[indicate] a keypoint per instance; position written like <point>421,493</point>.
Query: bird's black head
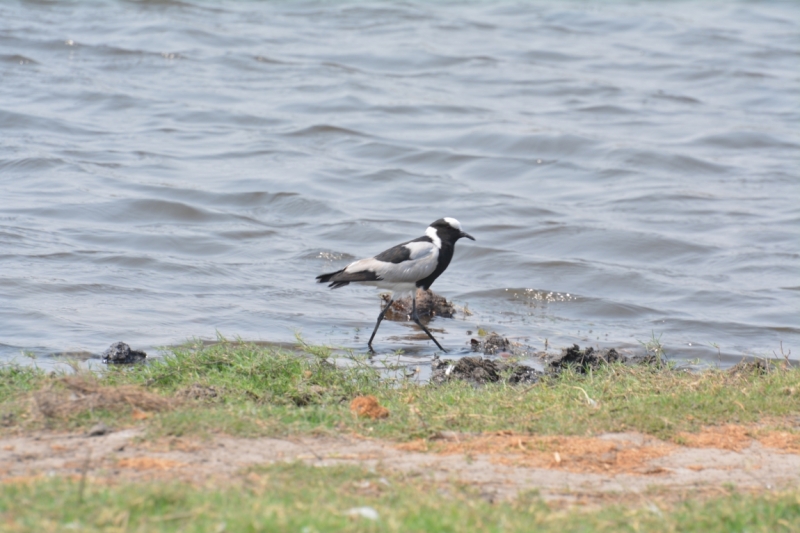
<point>449,230</point>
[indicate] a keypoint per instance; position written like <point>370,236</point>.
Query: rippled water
<point>173,169</point>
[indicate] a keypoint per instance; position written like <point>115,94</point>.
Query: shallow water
<point>175,169</point>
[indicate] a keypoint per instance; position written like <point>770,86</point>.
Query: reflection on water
<point>175,169</point>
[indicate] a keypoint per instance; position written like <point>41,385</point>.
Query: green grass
<point>266,391</point>
<point>297,497</point>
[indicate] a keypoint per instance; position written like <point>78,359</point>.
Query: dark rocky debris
<point>429,304</point>
<point>120,353</point>
<point>199,392</point>
<point>480,371</point>
<point>750,368</point>
<point>583,360</point>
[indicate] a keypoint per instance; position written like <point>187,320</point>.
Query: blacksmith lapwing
<point>405,267</point>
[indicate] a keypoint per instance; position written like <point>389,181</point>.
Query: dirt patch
<point>149,463</point>
<point>574,454</point>
<point>583,360</point>
<point>429,304</point>
<point>82,392</point>
<point>368,406</point>
<point>568,469</point>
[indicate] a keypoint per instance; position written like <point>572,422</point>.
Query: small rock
<point>583,360</point>
<point>98,430</point>
<point>120,353</point>
<point>428,304</point>
<point>750,368</point>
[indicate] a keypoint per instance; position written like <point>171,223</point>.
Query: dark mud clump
<point>583,360</point>
<point>200,393</point>
<point>120,353</point>
<point>480,371</point>
<point>429,304</point>
<point>491,344</point>
<point>750,368</point>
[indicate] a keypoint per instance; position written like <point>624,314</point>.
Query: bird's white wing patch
<point>409,271</point>
<point>419,249</point>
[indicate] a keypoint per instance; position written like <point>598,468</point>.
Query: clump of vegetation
<point>245,389</point>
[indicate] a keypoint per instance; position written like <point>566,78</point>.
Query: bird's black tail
<point>325,278</point>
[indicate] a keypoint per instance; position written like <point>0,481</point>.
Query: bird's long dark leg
<point>380,317</point>
<point>415,318</point>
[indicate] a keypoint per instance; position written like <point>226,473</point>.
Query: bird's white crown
<point>455,224</point>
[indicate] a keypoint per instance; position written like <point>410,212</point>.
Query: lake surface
<point>178,169</point>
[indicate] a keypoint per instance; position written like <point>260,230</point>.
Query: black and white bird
<point>405,267</point>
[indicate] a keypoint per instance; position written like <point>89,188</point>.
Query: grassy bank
<point>247,390</point>
<point>295,497</point>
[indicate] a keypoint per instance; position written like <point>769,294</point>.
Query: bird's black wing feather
<point>340,278</point>
<point>395,254</point>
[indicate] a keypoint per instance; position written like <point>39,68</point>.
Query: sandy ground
<point>563,469</point>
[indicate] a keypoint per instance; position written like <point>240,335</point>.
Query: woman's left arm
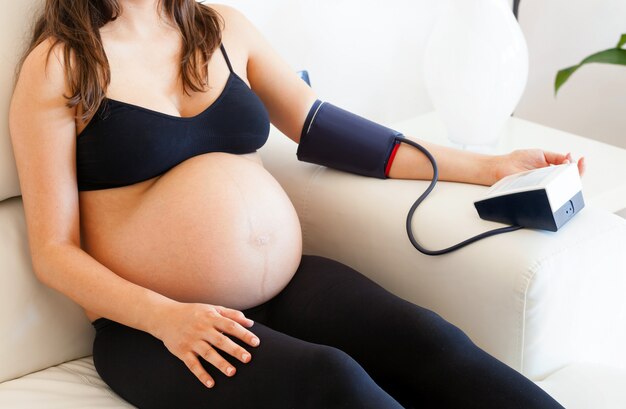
<point>469,167</point>
<point>289,99</point>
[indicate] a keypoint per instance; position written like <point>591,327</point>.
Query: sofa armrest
<point>536,300</point>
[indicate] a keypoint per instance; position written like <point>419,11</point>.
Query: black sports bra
<point>125,144</point>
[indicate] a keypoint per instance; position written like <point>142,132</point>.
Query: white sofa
<point>550,305</point>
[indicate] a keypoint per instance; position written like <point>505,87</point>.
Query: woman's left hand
<point>529,159</point>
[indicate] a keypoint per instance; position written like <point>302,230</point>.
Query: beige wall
<point>367,56</point>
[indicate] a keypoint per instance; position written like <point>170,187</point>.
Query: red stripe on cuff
<point>391,158</point>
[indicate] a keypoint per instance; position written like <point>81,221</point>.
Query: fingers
<point>227,345</point>
<point>582,166</point>
<point>192,362</point>
<point>212,356</point>
<point>235,315</point>
<point>554,158</point>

——————————

Your instructions:
Return all the items above word for word, with the pictures left out.

Written answer:
[indicate] a keypoint per instance; position written like <point>421,493</point>.
Query: bird's black head
<point>449,230</point>
[indicate] a keypoint per instance; position written like <point>370,236</point>.
Query: rippled water
<point>173,169</point>
[indicate] a keypoint per instance; position written like <point>115,94</point>.
Query: shallow water
<point>175,169</point>
[indicate] a keypoint per instance; position written like <point>770,86</point>.
Query: reflection on water
<point>175,169</point>
[indicate] a keypoint per instance; position written like <point>41,385</point>.
Query: green grass
<point>266,391</point>
<point>297,497</point>
[indicate] a keypoint per instance; position written like <point>78,359</point>.
Query: dark rocky debris
<point>429,304</point>
<point>120,353</point>
<point>199,392</point>
<point>480,371</point>
<point>750,368</point>
<point>583,360</point>
[indicate] a keypoint per instance; position written like <point>187,320</point>.
Query: blacksmith lapwing
<point>405,267</point>
[indicate] a keypoint per instance; position written like <point>389,181</point>.
Query: dirt patch
<point>149,463</point>
<point>574,454</point>
<point>583,360</point>
<point>429,304</point>
<point>82,392</point>
<point>368,406</point>
<point>568,469</point>
[indicate] a keypoint per instance; position written like <point>572,422</point>.
Query: small rock
<point>583,360</point>
<point>98,430</point>
<point>120,353</point>
<point>428,304</point>
<point>750,368</point>
[indicate] a keypoint per instance; position written like <point>171,223</point>.
Query: dark mud clump
<point>583,360</point>
<point>200,393</point>
<point>120,353</point>
<point>480,371</point>
<point>429,304</point>
<point>491,344</point>
<point>750,368</point>
[indicate] a keypoint per instance; position written like <point>624,314</point>.
Query: bird's white wing patch
<point>409,271</point>
<point>419,249</point>
[indicate] a keypoint per instance; position written like <point>598,468</point>.
Query: clump of vegetation
<point>245,389</point>
[indicate] a keypoint per instance; position written like <point>566,78</point>.
Query: bird's black tail
<point>325,278</point>
[indicate] a keypoint per instance; position written like <point>0,481</point>.
Query: bird's long dark leg
<point>380,317</point>
<point>415,318</point>
[indicate] a keypoint per instance; position written like <point>226,473</point>.
Query: bird's white crown
<point>455,224</point>
[indicate] a keypoint per instance; position written like <point>410,212</point>.
Query: lake surface
<point>178,169</point>
[indicate] a keypoint per instance; position written like <point>260,230</point>.
Query: black and white bird
<point>405,267</point>
[indicate] a keypoint per instance; position written like <point>89,188</point>.
Query: grassy bank
<point>247,390</point>
<point>295,497</point>
[indicate] a keypoint per instance; position written like <point>769,294</point>.
Query: bird's black wing feather
<point>340,278</point>
<point>395,254</point>
[indicate] a keypoint per instance; position written like <point>39,68</point>.
Query: sandy ground
<point>563,469</point>
[indicate] a keypoint per instance; position written like <point>240,335</point>.
Query: woman's left arm
<point>469,167</point>
<point>289,99</point>
[indicate] a keypoint per instance; position written like <point>591,327</point>.
Query: sofa armrest
<point>536,300</point>
[indicate] a keypoint per instance; position written like <point>419,11</point>.
Query: black sports bra
<point>125,144</point>
[indicate] a keypoint per instance; position written like <point>142,132</point>.
Query: white sofa
<point>550,305</point>
[indicate] a keypoint per instance; position written like <point>505,87</point>.
Query: woman's left hand
<point>529,159</point>
[indicate] a keypoint per instance; position written like <point>302,230</point>.
Query: beige wall
<point>367,56</point>
[indicate] a keypoint per instance; position written like <point>170,187</point>.
Query: red stripe on cuff
<point>391,158</point>
[indicate] a keypoint per instance; position written like <point>81,221</point>.
Query: fingers
<point>227,345</point>
<point>582,166</point>
<point>192,362</point>
<point>212,356</point>
<point>235,315</point>
<point>554,158</point>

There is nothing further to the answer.